» Work to do
Gather every line in the records below that contains the word "query", and copy each of those lines in full.

# start of Record list

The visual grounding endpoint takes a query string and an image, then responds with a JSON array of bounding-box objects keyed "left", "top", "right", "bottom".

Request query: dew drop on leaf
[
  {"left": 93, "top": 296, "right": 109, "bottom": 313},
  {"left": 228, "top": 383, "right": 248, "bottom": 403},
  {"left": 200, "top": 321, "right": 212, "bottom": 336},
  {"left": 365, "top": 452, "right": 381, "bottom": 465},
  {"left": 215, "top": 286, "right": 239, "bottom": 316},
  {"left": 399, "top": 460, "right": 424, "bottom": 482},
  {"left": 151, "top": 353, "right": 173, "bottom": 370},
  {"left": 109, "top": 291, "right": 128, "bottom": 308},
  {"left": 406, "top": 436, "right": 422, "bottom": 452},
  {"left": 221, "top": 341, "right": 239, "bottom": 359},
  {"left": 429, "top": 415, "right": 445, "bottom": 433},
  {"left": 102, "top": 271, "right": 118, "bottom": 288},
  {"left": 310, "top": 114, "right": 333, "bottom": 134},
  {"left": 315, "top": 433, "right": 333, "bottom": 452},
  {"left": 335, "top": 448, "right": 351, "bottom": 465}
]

# end of Record list

» Task result
The visual grounding endpoint takes a query string and an image, then responds with a JSON array of bounding-box objects keyed "left", "top", "right", "bottom".
Request query: dew drop on leaf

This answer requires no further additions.